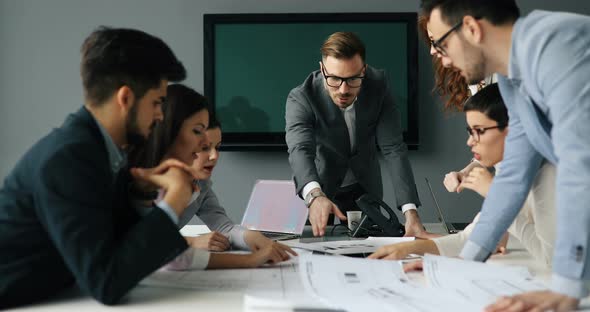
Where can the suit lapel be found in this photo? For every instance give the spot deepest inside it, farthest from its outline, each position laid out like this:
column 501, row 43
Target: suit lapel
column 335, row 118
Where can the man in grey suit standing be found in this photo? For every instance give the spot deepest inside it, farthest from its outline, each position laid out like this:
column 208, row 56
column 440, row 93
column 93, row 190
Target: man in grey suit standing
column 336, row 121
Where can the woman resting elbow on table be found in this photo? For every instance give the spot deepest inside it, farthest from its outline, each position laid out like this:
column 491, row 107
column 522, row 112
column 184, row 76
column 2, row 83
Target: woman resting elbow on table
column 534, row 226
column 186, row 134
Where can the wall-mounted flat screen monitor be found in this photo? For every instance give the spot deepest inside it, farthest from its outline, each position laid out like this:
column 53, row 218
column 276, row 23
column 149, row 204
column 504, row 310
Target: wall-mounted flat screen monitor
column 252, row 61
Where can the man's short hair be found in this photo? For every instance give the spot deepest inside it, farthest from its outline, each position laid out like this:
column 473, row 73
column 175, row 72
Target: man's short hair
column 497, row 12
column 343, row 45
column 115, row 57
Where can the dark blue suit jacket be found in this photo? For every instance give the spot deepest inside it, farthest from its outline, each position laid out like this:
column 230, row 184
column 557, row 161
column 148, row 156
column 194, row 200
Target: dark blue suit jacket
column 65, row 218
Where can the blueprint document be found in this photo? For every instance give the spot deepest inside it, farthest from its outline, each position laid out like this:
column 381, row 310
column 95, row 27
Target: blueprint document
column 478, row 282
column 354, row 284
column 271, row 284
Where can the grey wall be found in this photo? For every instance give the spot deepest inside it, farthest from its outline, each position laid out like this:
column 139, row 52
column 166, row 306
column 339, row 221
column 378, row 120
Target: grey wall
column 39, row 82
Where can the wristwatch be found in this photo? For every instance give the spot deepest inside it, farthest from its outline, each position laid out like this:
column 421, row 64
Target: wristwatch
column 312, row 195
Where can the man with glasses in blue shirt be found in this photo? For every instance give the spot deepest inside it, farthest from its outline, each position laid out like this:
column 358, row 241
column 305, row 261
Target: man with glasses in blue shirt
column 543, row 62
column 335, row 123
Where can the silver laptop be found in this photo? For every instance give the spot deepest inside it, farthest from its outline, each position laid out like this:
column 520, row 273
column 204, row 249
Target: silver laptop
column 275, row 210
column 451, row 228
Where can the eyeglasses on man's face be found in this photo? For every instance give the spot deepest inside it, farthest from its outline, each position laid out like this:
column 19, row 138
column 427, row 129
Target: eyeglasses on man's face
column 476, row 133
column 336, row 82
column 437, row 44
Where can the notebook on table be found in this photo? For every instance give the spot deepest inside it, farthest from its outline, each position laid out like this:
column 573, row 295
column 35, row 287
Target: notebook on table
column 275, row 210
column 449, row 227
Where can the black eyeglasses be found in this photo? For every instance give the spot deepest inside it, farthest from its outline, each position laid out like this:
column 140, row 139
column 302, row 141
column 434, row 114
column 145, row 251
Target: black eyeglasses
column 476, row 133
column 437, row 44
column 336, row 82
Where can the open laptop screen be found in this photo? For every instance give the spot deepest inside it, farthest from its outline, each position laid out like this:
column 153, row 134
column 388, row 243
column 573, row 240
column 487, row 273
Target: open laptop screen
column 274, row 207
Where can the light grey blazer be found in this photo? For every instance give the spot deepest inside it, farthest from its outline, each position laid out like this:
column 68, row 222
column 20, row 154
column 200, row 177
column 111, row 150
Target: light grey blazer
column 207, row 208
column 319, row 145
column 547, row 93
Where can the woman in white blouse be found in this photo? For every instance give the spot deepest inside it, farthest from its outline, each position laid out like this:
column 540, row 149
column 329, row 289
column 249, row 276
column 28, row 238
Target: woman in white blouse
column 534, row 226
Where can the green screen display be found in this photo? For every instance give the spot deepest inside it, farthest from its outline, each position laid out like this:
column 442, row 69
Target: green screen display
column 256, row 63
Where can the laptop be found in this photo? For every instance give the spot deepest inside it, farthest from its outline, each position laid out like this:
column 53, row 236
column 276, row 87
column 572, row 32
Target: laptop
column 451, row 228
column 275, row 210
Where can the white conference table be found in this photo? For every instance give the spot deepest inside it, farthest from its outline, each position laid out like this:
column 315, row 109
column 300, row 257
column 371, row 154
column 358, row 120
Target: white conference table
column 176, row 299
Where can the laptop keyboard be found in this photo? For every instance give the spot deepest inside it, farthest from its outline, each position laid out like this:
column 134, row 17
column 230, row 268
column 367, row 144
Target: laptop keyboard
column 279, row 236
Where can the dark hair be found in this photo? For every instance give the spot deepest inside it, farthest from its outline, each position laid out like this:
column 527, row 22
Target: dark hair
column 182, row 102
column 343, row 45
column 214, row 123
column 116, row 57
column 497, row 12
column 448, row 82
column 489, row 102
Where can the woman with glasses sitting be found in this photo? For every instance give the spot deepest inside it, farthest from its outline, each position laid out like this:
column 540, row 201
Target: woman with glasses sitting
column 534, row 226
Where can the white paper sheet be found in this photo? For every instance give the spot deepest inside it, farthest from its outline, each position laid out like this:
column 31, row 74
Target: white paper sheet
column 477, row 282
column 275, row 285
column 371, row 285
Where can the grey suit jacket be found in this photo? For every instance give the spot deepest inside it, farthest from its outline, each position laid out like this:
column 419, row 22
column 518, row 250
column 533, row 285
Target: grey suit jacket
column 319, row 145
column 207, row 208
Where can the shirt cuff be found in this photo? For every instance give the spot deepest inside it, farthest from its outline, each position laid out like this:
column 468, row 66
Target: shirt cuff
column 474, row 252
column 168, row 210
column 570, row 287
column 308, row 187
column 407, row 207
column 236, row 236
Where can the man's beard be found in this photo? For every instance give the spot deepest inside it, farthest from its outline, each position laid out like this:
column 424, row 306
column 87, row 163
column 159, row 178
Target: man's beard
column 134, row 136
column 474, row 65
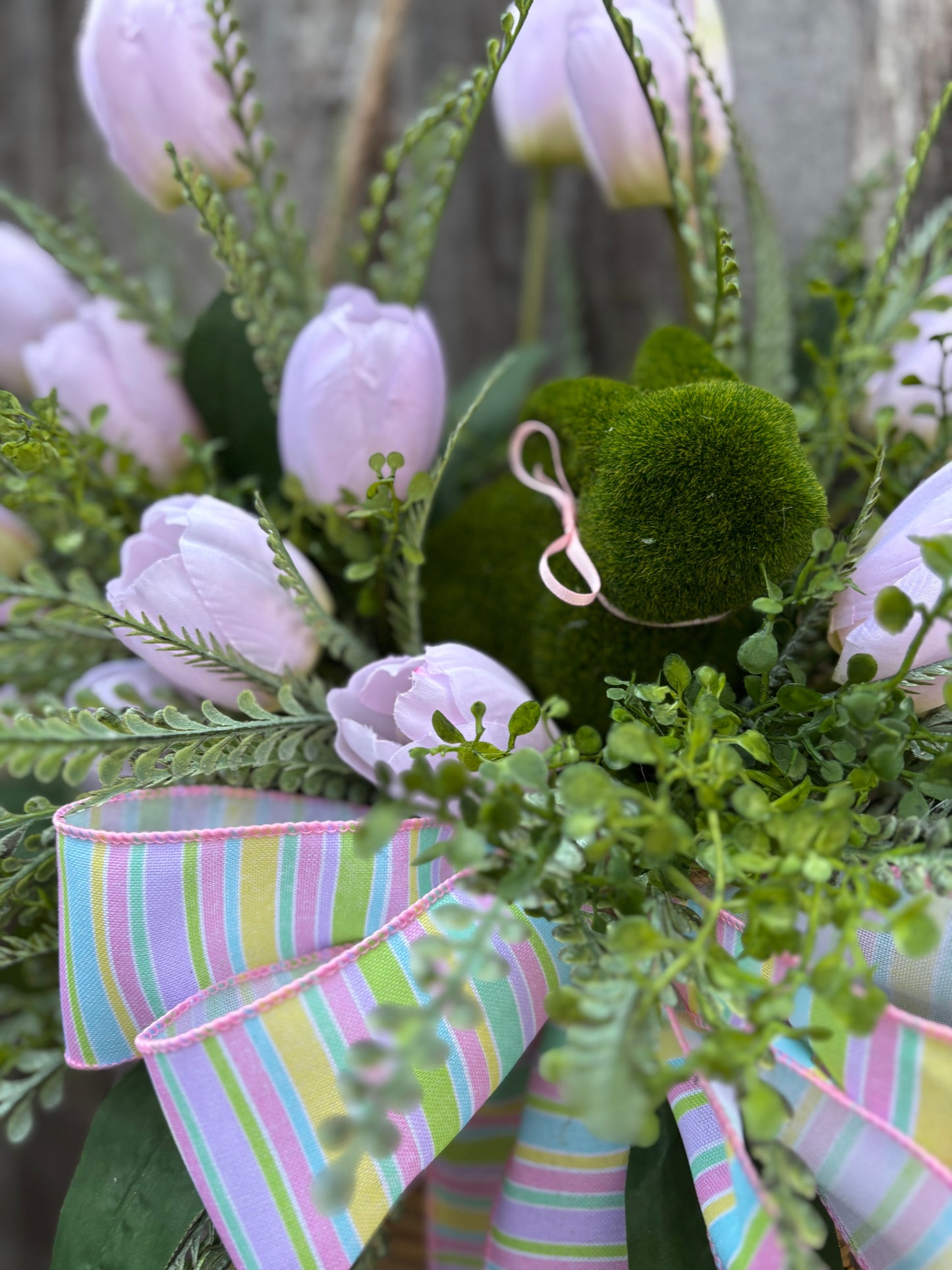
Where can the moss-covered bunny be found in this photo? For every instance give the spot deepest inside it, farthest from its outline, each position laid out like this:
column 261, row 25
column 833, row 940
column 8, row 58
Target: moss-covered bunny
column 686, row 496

=-=-=

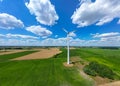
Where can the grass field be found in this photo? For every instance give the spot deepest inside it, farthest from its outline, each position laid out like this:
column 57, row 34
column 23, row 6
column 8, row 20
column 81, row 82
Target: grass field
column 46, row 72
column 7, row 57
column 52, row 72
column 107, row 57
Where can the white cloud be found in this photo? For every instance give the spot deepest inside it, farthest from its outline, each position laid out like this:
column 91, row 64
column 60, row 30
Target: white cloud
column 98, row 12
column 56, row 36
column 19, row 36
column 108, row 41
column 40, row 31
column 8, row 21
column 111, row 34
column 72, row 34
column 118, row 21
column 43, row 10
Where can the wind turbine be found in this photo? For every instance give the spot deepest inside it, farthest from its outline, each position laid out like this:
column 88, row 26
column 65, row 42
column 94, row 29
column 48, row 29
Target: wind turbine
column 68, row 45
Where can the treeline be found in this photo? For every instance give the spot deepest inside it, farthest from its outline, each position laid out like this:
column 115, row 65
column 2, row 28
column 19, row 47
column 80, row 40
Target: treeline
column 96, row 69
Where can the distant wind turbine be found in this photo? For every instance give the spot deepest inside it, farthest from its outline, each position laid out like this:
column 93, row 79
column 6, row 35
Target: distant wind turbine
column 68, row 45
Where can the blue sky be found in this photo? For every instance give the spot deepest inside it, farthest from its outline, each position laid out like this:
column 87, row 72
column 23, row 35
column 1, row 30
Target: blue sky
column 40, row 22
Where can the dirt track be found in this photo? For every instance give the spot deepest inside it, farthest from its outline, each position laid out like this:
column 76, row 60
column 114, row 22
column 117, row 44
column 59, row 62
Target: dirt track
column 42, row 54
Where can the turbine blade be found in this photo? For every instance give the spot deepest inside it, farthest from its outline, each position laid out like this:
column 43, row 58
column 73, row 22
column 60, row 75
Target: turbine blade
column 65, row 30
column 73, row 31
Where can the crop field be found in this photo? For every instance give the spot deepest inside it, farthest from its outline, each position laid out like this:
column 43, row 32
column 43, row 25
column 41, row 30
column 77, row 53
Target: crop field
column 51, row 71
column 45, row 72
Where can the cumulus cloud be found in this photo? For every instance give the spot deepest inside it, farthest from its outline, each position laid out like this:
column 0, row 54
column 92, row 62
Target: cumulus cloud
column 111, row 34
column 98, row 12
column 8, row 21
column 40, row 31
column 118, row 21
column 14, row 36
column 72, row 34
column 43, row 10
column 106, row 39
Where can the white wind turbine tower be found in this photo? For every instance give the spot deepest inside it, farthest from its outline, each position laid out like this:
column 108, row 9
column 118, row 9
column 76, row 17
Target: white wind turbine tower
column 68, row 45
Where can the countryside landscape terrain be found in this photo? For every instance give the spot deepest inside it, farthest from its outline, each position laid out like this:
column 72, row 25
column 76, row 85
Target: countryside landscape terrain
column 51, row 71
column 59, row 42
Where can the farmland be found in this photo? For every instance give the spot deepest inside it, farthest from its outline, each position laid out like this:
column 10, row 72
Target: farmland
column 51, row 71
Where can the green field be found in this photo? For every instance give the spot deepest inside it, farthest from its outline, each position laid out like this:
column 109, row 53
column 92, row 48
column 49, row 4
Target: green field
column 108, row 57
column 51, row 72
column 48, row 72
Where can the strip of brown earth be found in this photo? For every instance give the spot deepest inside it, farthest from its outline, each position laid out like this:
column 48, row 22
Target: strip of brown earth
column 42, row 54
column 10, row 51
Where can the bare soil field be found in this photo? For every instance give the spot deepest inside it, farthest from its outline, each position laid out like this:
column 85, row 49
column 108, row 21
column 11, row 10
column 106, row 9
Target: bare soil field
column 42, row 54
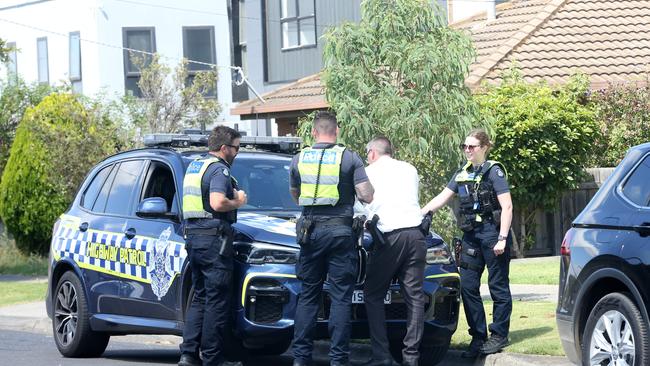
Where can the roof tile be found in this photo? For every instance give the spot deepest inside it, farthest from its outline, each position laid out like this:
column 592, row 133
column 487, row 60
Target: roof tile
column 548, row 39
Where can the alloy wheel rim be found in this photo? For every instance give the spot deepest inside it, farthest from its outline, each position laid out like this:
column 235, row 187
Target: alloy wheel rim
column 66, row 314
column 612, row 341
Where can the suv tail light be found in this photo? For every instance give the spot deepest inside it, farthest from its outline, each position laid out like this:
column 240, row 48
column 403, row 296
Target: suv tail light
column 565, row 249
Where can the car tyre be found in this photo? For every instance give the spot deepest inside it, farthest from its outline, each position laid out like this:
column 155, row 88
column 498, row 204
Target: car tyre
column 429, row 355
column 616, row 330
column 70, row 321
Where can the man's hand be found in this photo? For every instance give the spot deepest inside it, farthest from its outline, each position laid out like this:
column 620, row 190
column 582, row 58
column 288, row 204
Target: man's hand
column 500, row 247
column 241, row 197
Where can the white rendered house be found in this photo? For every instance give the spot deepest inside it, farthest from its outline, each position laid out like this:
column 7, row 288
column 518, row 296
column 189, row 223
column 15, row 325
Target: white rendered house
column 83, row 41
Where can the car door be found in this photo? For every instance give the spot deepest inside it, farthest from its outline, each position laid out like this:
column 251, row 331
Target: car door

=-=-=

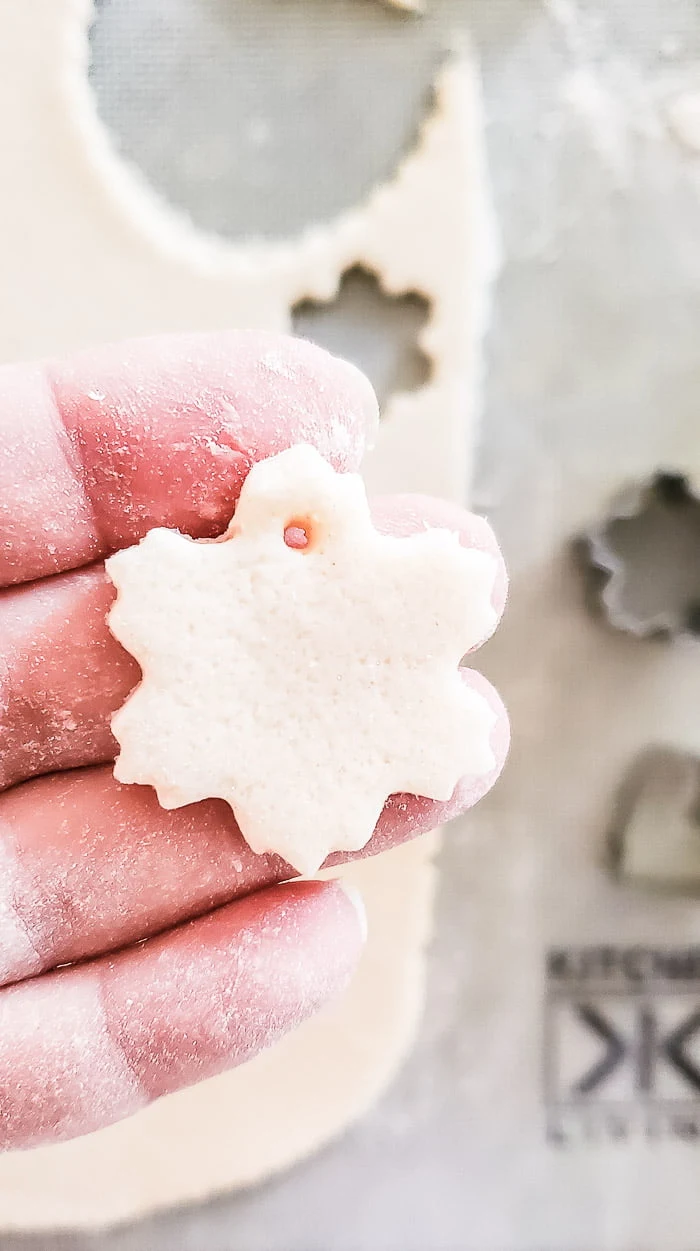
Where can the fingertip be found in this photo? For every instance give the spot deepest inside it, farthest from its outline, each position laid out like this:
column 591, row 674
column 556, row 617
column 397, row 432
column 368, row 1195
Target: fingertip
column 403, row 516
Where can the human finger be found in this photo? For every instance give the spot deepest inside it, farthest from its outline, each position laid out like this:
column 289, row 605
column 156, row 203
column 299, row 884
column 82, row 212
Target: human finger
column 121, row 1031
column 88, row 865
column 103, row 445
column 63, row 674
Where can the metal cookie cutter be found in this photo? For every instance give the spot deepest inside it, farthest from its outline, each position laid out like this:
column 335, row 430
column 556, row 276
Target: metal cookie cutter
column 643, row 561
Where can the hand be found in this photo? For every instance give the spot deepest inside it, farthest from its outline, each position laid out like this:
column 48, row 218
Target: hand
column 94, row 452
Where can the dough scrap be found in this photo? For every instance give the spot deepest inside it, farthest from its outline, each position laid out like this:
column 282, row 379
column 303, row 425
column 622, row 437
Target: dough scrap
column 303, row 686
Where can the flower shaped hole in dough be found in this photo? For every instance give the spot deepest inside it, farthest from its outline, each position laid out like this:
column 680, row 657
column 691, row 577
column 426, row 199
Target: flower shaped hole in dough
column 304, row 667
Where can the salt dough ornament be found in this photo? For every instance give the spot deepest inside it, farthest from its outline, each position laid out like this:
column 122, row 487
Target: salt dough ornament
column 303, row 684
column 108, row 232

=-=-=

- **EXERCISE INSTRUCTIONS**: Word for word, restate the lines of the listing above starting at the line with "Where can the woman in" and ending at the line with "column 28, row 238", and nothing outside them.

- **EXERCISE RESULT**:
Where can the woman in white blouse be found in this photo? For every instance give the spot deepest inside it, farthest from its outline, each position laid out like this:
column 540, row 149
column 329, row 289
column 249, row 276
column 28, row 238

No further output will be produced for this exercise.